___ Source document

# Gpuz 2.7.0: "read unknowm", RX580



## cristian8181 (Jan 24, 2018)

Hi.

I do not know why it does not show the information.


----------



## dorsetknob (Jan 24, 2018)

Do you get same result with earlier version?
(Test by downloading earlier version please )


----------



## jboydgolfer (Jan 24, 2018)

dorsetknob said:


> Do you get same result with earlier version?
> (Test by downloading earlier version please )



My guess would be the card not the software. Seems like Everybody  and their mothers are flashing everything they can get their hands on.

Wizzard really rolls out a whole bunch of updates for that program. I don't use it very often, but it seems like every damn time I open it there's an update.  I get so aggravated with it ,I wish there was a way to stop it from updating


----------



## dorsetknob (Jan 24, 2018)

My next question for the OP was to request some background info

like

Is the Card Still Stock and has he played around with bios setting  / reflashed Bios for an attempt to improve mining hash rates ect

Some info from *Mining BIOS repository* Thread


Dasal666 said:


> I have a Rx 570 XFX RS xxx 4GB Hynix only... the card won't show all info on gpu-z





cdawall said:


> You need to run the atikpatcher. It is linked on the first page and well known as a required step.

______
___ Material shown

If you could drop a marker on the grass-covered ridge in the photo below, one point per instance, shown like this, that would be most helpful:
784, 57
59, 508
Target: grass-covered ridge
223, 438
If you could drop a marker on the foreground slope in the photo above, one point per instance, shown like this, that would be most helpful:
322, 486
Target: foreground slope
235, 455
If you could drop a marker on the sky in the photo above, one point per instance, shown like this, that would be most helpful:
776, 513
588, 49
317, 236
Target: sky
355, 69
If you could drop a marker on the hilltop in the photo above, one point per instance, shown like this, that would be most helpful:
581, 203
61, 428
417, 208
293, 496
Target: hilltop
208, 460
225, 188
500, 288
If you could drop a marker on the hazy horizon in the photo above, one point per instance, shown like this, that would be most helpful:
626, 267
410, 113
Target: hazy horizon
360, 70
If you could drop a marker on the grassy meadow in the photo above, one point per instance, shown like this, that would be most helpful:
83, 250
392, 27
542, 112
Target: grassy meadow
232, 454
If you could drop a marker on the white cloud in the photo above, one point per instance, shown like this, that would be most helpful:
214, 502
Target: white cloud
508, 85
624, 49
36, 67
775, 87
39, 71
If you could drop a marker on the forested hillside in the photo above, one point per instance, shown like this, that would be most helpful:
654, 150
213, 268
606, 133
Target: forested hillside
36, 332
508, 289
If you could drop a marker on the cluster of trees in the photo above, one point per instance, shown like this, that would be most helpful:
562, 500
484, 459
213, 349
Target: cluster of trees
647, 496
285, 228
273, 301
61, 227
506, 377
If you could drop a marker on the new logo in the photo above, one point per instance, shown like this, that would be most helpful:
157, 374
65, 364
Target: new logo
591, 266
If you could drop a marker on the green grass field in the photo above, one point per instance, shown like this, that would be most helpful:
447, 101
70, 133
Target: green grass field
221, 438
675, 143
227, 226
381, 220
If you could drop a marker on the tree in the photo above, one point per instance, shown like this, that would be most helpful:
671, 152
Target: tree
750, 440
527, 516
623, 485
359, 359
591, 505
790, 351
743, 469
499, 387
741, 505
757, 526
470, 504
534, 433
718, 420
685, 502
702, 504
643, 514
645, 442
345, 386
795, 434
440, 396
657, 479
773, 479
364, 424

______

■ **Requirement 1**
In the GPU-Z forum thread, what does cdawall say needs to be run?
■ **Requirement 2**
Write a continuation of the GPU-Z forum thread that starts after its final line.

■ **Right answer 1**
The atikpatcher.

■ **Right answer 2**
Just in case OP just reads and does not reply


----------



## cristian8181 (Jan 24, 2018)

Same problem with 2.6.0. and the clock stock. Is all new and i don´t touch anything.


----------



## jboydgolfer (Jan 24, 2018)

dorsetknob said:


> Is the Card Still Stock



I knew it the second i saw those blank fields in gpuZ.....like a terrible joke people keep telling


----------



## cdawall (Jan 24, 2018)

If the card has never been bios modded what does device manager show for the card. Could just be a bad install that needs DDU and a reinstall.


----------



## dorsetknob (Jan 24, 2018)

cristian8181 said:


> Same problem with 2.6.0. and the clock stock. Is all new and i don´t touch anything.





cdawall said:


> Could just be a bad install that needs DDU and a reinstall.



If a Clean Sweep of the Drivers and a fresh reinstall after checking the Card is seated properly fails to solve the problem then

I Presume your being honest  >>>>> So i would Recomend you contact your supplier/OEM and request a RMA / Replacment


----------



## 95Viper (Jan 25, 2018)

jboydgolfer said:


> ,I wish there was a way to stop it from updating



Sorry, it is, sort of, off topic; however, this is how you can stop it from auto updating.


----------



## W1zzard (Jan 25, 2018)

Go to the validation tab, submit a validation (no need to enter anything), and post the validation ID here, so I can look at the logs.

This looks like it can't talk to the AMD driver to get clock frequencies.

Does 3D gaming work on the card?


----------



## cristian8181 (Jan 26, 2018)

Windows 10 was updated to fall creator and the problem was solved.
Now I have to solve the pci @ x16 1.1. Meh

Validation: https://www.techpowerup.com/gpuz/details/5kazc


----------



## 95Viper (Jan 26, 2018)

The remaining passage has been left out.